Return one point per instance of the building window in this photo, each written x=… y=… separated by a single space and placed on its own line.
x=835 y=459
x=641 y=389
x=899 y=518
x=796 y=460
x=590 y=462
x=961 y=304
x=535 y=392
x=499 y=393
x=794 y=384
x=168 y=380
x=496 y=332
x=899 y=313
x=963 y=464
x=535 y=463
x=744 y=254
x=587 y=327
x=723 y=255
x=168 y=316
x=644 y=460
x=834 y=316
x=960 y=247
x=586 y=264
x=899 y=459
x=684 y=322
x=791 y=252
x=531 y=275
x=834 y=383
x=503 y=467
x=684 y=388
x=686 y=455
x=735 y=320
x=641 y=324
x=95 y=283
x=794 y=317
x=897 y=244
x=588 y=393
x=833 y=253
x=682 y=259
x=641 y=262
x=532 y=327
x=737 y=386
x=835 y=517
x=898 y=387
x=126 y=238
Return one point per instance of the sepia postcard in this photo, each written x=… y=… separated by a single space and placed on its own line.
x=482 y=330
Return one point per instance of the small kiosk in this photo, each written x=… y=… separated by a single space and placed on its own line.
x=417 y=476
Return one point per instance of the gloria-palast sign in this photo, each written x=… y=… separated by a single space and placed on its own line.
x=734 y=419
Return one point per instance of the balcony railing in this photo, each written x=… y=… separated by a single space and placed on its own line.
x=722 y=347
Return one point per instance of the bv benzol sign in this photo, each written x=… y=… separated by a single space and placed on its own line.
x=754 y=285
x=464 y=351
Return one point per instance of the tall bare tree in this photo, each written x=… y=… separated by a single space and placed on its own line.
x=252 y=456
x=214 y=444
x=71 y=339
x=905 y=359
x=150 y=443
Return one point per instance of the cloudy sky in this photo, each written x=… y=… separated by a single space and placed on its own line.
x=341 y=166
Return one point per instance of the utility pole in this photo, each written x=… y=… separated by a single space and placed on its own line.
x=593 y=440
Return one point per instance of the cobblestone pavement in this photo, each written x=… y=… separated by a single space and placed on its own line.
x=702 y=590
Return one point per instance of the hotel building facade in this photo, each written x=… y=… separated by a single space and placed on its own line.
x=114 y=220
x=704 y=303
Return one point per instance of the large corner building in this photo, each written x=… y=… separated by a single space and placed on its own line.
————————
Output all of the records, keeping every word exact.

- [ANSWER TO THIS PROBLEM]
Return one point per instance of the building window in this photo, each written x=… y=… separated by a single space and placed on its own line.
x=835 y=459
x=641 y=389
x=899 y=518
x=796 y=460
x=590 y=462
x=961 y=304
x=535 y=392
x=499 y=393
x=794 y=384
x=168 y=380
x=496 y=332
x=899 y=313
x=963 y=464
x=535 y=463
x=744 y=254
x=587 y=327
x=723 y=255
x=168 y=316
x=644 y=460
x=834 y=316
x=960 y=247
x=586 y=264
x=899 y=459
x=684 y=322
x=791 y=252
x=531 y=275
x=834 y=383
x=503 y=467
x=684 y=388
x=686 y=455
x=735 y=320
x=641 y=324
x=95 y=283
x=794 y=317
x=897 y=244
x=588 y=393
x=833 y=253
x=682 y=259
x=641 y=262
x=532 y=327
x=737 y=386
x=835 y=517
x=898 y=387
x=126 y=238
Return one point per instance of the sepia postcard in this photo, each written x=… y=… separated by a single space and placed on its own line.
x=482 y=330
Return one point per instance of the small kiosk in this photo, each written x=… y=… separated by a single space and placed on its own line.
x=417 y=476
Return one point per instance of the gloria-palast sign in this photo, each written x=… y=… separated by a single space and placed on its own line.
x=734 y=419
Return one point per instance of the balcony railing in this photo, each written x=… y=… separated by a single space and placed on its own line.
x=722 y=347
Return one point per instance of the bv benzol sign in this photo, each written x=… y=… separated by a single space and placed on its own line.
x=754 y=285
x=464 y=351
Return one point per instance of the tall bare tree in this photo, each written x=… y=… separated by a single space and placed on its own line.
x=252 y=456
x=214 y=444
x=71 y=339
x=905 y=359
x=150 y=443
Return one point per instance of the cloudy sky in this photo, each written x=… y=… separated by a single space and placed on its own line.
x=341 y=166
Return one point per instance of the utility pole in this photo, each written x=… y=… separated by a single space and placed on its own line.
x=593 y=440
Return one point per instance of the cobblestone pavement in this photo, each written x=… y=… separated by a single space and placed on its own line.
x=702 y=590
Return one point per instance of the hotel building facade in this photo, each written x=… y=… separated by a single space and placed on its own line.
x=114 y=220
x=704 y=303
Return one point per instance of the large corner building in this photo, each written x=… y=… separated by a single space and placed on its own line.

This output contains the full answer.